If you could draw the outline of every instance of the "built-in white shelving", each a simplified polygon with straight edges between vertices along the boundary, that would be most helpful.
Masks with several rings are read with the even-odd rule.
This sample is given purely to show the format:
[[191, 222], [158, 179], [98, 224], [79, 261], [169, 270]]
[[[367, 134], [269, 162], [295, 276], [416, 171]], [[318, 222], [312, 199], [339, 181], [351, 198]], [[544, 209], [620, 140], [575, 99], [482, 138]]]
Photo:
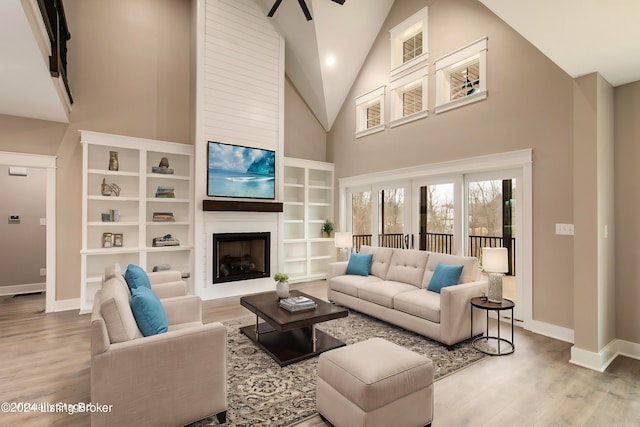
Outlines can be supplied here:
[[[185, 277], [193, 271], [193, 153], [192, 145], [80, 131], [82, 143], [82, 250], [80, 312], [91, 310], [104, 269], [119, 263], [151, 271], [168, 264]], [[110, 170], [110, 153], [117, 152], [117, 170]], [[172, 174], [152, 168], [166, 157]], [[116, 184], [118, 196], [102, 194], [102, 183]], [[158, 198], [158, 187], [172, 187], [174, 198]], [[117, 210], [119, 220], [102, 220]], [[172, 213], [174, 221], [153, 221], [154, 212]], [[122, 236], [121, 246], [103, 246], [103, 234]], [[171, 234], [179, 246], [154, 247], [154, 237]]]
[[290, 281], [322, 279], [335, 259], [333, 235], [322, 225], [333, 222], [333, 163], [285, 157], [284, 271]]

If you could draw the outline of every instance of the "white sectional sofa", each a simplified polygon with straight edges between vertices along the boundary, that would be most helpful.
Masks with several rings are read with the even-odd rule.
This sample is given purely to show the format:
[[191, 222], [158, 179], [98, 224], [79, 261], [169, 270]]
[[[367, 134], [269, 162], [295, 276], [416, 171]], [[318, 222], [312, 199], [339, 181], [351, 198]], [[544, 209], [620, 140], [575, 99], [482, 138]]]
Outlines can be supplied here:
[[[472, 336], [469, 301], [487, 290], [477, 258], [371, 246], [362, 246], [360, 253], [373, 254], [368, 276], [346, 274], [347, 261], [329, 265], [330, 301], [449, 348]], [[458, 284], [443, 287], [440, 293], [427, 290], [439, 263], [463, 266]], [[484, 330], [481, 310], [474, 310], [473, 325], [473, 336]]]

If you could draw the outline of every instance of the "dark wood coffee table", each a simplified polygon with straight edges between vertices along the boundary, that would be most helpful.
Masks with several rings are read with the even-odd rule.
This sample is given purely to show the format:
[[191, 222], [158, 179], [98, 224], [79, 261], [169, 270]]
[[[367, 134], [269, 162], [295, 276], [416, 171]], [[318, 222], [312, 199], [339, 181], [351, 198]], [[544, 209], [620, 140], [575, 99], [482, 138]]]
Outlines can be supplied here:
[[[240, 304], [256, 314], [255, 325], [244, 326], [245, 334], [280, 366], [287, 366], [345, 344], [317, 330], [316, 323], [347, 317], [344, 307], [292, 290], [291, 296], [305, 296], [318, 304], [313, 310], [290, 312], [281, 308], [275, 292], [265, 292], [240, 298]], [[260, 319], [264, 322], [260, 322]]]

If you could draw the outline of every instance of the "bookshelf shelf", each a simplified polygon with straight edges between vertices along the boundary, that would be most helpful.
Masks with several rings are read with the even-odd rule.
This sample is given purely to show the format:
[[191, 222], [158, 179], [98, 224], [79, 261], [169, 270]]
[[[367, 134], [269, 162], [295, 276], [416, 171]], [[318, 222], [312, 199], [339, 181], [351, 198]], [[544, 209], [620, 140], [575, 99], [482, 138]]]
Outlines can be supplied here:
[[[89, 312], [106, 266], [126, 268], [170, 264], [183, 273], [193, 269], [193, 146], [173, 142], [80, 131], [83, 155], [82, 250], [80, 311]], [[135, 148], [132, 148], [135, 147]], [[118, 170], [109, 170], [110, 153], [117, 152]], [[152, 173], [166, 157], [173, 174]], [[102, 183], [116, 184], [119, 196], [101, 194]], [[175, 198], [155, 197], [158, 187], [170, 188]], [[165, 190], [166, 191], [166, 190]], [[119, 221], [101, 221], [117, 211]], [[156, 212], [175, 221], [153, 222]], [[122, 246], [102, 247], [103, 233], [122, 235]], [[172, 234], [180, 246], [157, 248], [154, 237]]]

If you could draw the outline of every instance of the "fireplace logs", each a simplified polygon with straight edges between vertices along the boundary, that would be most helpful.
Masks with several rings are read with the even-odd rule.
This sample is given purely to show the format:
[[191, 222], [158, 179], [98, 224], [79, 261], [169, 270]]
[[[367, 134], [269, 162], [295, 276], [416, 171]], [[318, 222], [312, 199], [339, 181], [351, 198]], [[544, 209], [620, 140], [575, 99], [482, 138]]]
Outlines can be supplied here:
[[269, 233], [215, 233], [213, 283], [269, 277]]

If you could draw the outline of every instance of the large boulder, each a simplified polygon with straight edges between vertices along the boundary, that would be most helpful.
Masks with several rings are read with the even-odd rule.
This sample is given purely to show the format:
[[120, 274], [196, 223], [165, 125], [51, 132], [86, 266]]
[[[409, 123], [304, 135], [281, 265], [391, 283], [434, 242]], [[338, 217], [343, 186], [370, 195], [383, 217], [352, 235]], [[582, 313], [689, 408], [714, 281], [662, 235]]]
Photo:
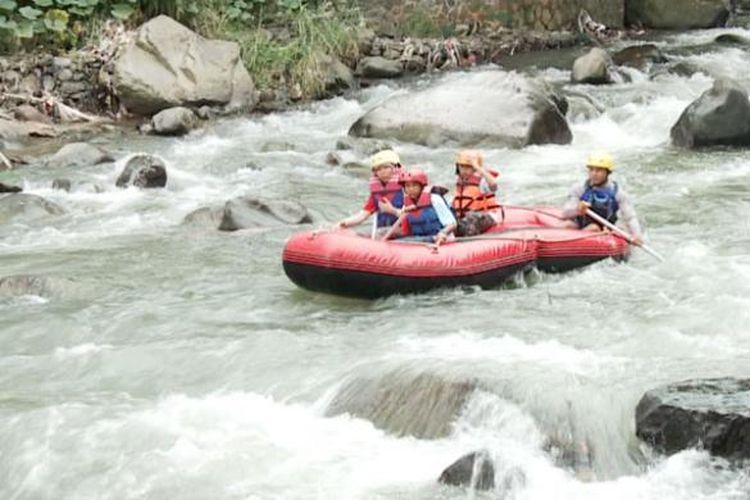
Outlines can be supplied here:
[[128, 110], [143, 115], [180, 105], [240, 110], [255, 104], [240, 46], [207, 40], [167, 16], [139, 28], [115, 61], [113, 82]]
[[163, 188], [167, 185], [167, 166], [161, 158], [148, 154], [131, 157], [115, 182], [117, 187]]
[[701, 447], [750, 458], [750, 379], [688, 380], [648, 391], [635, 410], [636, 435], [666, 454]]
[[495, 466], [486, 451], [469, 453], [446, 468], [438, 482], [451, 486], [491, 490], [495, 487]]
[[66, 144], [50, 156], [47, 159], [47, 165], [55, 168], [89, 167], [111, 161], [114, 161], [114, 158], [106, 151], [85, 142], [73, 142]]
[[239, 196], [224, 205], [219, 229], [237, 231], [310, 222], [312, 217], [309, 212], [297, 202]]
[[357, 120], [350, 135], [438, 146], [568, 144], [573, 135], [549, 93], [503, 71], [453, 74], [392, 97]]
[[50, 123], [50, 117], [30, 104], [21, 104], [13, 110], [13, 117], [22, 122]]
[[573, 83], [591, 83], [594, 85], [612, 83], [611, 67], [612, 59], [607, 51], [595, 47], [575, 60], [570, 79]]
[[222, 207], [201, 207], [187, 214], [185, 218], [182, 219], [182, 224], [186, 226], [217, 229], [223, 218], [224, 209]]
[[159, 111], [151, 118], [151, 131], [156, 135], [185, 135], [197, 125], [195, 113], [181, 106]]
[[628, 0], [625, 21], [644, 28], [686, 30], [724, 26], [725, 0]]
[[28, 137], [57, 137], [58, 130], [50, 124], [19, 122], [0, 118], [0, 139], [20, 140]]
[[385, 57], [363, 57], [357, 64], [357, 74], [362, 78], [398, 78], [404, 74], [400, 61]]
[[0, 195], [0, 224], [18, 221], [19, 219], [30, 221], [64, 213], [65, 210], [60, 205], [35, 194]]
[[396, 436], [438, 439], [450, 434], [476, 389], [476, 380], [397, 369], [348, 381], [329, 403], [326, 415], [348, 413]]
[[671, 130], [672, 143], [685, 148], [750, 146], [750, 102], [735, 82], [716, 80], [690, 104]]

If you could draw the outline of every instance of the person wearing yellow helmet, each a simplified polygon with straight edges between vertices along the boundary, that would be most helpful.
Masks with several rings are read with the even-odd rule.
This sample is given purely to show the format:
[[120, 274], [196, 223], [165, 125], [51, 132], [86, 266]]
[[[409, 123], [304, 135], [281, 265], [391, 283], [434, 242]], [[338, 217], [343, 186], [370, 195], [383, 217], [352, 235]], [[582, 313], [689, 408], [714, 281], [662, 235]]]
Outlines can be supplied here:
[[588, 177], [570, 190], [563, 207], [563, 217], [570, 219], [570, 227], [585, 231], [601, 231], [601, 224], [589, 217], [594, 213], [614, 224], [622, 218], [634, 237], [635, 244], [643, 243], [641, 225], [630, 197], [609, 177], [615, 170], [615, 161], [608, 154], [592, 154], [586, 162]]
[[362, 210], [339, 221], [336, 227], [344, 229], [353, 227], [366, 221], [371, 215], [377, 214], [377, 227], [390, 227], [397, 217], [385, 211], [384, 208], [401, 208], [404, 204], [404, 193], [399, 181], [401, 180], [401, 159], [391, 149], [384, 149], [370, 157], [370, 196]]

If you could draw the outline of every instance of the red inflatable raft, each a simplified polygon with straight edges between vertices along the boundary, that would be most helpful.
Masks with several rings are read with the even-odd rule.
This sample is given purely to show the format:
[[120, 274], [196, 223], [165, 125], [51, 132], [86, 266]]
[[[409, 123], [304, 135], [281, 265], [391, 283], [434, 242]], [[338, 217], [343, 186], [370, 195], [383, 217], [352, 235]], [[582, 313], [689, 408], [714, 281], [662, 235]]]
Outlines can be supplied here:
[[556, 209], [505, 207], [501, 213], [503, 222], [489, 232], [437, 250], [351, 230], [298, 233], [284, 247], [284, 271], [308, 290], [376, 298], [439, 287], [491, 288], [534, 267], [562, 272], [630, 254], [628, 243], [611, 233], [563, 228]]

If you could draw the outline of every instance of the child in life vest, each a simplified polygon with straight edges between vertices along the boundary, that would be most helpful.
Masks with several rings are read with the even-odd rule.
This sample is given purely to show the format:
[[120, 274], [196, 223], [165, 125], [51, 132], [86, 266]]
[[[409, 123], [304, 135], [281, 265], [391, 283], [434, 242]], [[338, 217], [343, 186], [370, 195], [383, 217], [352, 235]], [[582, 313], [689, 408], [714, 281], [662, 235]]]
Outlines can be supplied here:
[[437, 245], [447, 241], [457, 225], [448, 202], [443, 198], [447, 190], [430, 186], [427, 174], [418, 169], [405, 172], [401, 184], [404, 186], [403, 208], [385, 207], [401, 221], [399, 237], [431, 241]]
[[395, 208], [401, 208], [404, 204], [404, 193], [399, 183], [402, 168], [398, 154], [390, 149], [380, 151], [370, 158], [370, 168], [372, 177], [370, 177], [370, 195], [367, 201], [362, 210], [339, 221], [336, 224], [337, 228], [344, 229], [359, 225], [373, 214], [376, 214], [378, 228], [387, 228], [396, 222], [397, 217], [384, 212], [381, 204], [387, 202]]
[[591, 155], [586, 162], [586, 168], [588, 178], [584, 183], [573, 186], [563, 207], [563, 217], [570, 219], [567, 226], [584, 231], [604, 229], [586, 214], [586, 211], [591, 209], [612, 224], [622, 218], [634, 238], [634, 243], [642, 244], [643, 233], [635, 208], [630, 203], [628, 195], [609, 178], [615, 169], [612, 157], [606, 154]]
[[475, 236], [497, 224], [491, 212], [500, 208], [495, 198], [499, 175], [484, 168], [484, 158], [479, 151], [458, 152], [452, 203], [458, 218], [457, 236]]

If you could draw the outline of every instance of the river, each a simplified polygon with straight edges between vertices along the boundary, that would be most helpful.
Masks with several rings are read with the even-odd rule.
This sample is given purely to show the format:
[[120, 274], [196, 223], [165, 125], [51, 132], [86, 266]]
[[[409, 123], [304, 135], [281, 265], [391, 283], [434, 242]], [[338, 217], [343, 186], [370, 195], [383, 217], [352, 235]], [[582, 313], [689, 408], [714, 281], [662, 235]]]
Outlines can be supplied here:
[[[658, 43], [750, 86], [744, 48], [691, 49], [726, 31], [750, 38], [719, 30]], [[444, 78], [458, 86], [482, 71]], [[569, 79], [567, 69], [524, 71]], [[750, 375], [750, 153], [670, 146], [671, 126], [712, 77], [629, 73], [632, 83], [575, 88], [604, 111], [572, 107], [571, 145], [488, 149], [485, 164], [502, 172], [505, 203], [559, 204], [583, 181], [588, 153], [610, 152], [666, 262], [635, 251], [626, 264], [533, 274], [500, 290], [313, 294], [281, 266], [299, 228], [181, 224], [246, 193], [297, 199], [320, 224], [354, 213], [365, 178], [327, 166], [326, 154], [366, 110], [414, 83], [183, 138], [99, 139], [121, 158], [162, 156], [165, 190], [115, 188], [123, 160], [9, 174], [67, 214], [0, 227], [1, 276], [61, 281], [47, 296], [0, 298], [0, 498], [747, 498], [747, 472], [695, 450], [650, 452], [634, 408], [661, 383]], [[452, 182], [453, 148], [395, 146], [406, 165]], [[56, 177], [104, 190], [52, 190]], [[483, 389], [439, 439], [326, 416], [342, 384], [394, 370]], [[550, 434], [585, 443], [587, 470], [556, 461]], [[437, 484], [482, 448], [496, 462], [495, 490]]]

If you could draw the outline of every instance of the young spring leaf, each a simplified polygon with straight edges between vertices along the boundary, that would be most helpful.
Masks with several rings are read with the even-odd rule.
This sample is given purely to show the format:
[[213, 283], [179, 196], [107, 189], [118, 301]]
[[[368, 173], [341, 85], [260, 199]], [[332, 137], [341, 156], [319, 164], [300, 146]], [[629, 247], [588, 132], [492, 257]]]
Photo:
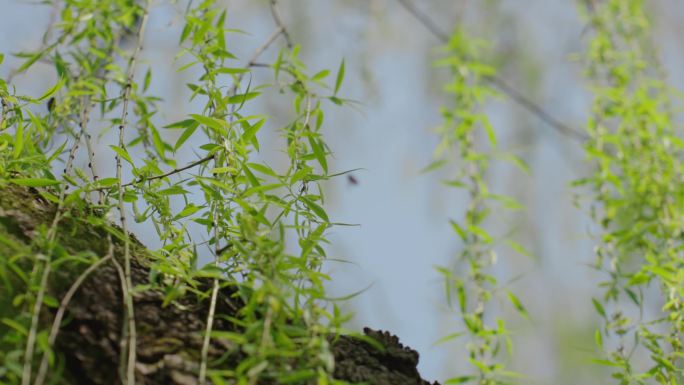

_ _ _ _

__AIM OF THE TASK__: How many lines in the entries above hold the word "white"? Reply with the number by itself.

__EXERCISE ANSWER__: 2